Problem to work on: Give the items from the line with "Someone claims the blue sky is visible here." through the line with "[52,30,370,519]" as a two-column CSV with the columns text and answer. Use one row per item, put each field in quotation marks, and turn line breaks into spaces.
■ ■ ■ ■
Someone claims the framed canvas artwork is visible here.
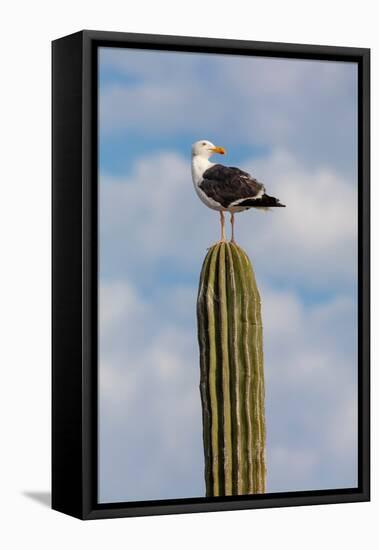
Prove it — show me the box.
[52,31,370,519]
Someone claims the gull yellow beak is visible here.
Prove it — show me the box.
[211,147,226,155]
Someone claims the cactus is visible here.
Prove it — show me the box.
[197,242,266,496]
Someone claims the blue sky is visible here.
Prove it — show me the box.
[99,48,357,502]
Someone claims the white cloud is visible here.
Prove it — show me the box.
[100,49,357,172]
[100,280,356,500]
[100,147,357,289]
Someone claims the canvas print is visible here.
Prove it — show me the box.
[97,46,358,503]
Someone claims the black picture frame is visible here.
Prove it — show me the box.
[52,30,370,519]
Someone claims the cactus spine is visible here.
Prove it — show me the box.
[197,242,266,496]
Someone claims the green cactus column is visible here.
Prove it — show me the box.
[197,242,266,496]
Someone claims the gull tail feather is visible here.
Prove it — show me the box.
[238,193,285,210]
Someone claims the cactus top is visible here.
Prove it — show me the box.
[192,140,284,212]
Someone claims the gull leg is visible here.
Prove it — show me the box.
[220,210,226,242]
[230,212,236,243]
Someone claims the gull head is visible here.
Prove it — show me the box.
[192,139,226,158]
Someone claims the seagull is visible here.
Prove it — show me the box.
[192,139,285,242]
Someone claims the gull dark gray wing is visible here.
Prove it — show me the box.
[200,164,283,208]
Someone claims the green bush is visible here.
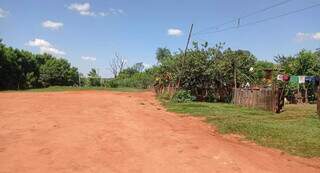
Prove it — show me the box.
■ ■ ■ ■
Solution to this exercise:
text,answer
"Someone claims the blue sky is visible here. Prove it — show me the box.","[99,48,357,502]"
"Someone claims the white cloud is visible here. Prove it — show me the box.","[100,49,357,172] [100,280,356,500] [100,147,357,289]"
"Someone claims the canvas print is visible here. Prove it — show me the box.","[97,46,358,503]"
"Someone claims the black picture frame is visible here. Prove it — show me the box.","[52,30,370,519]"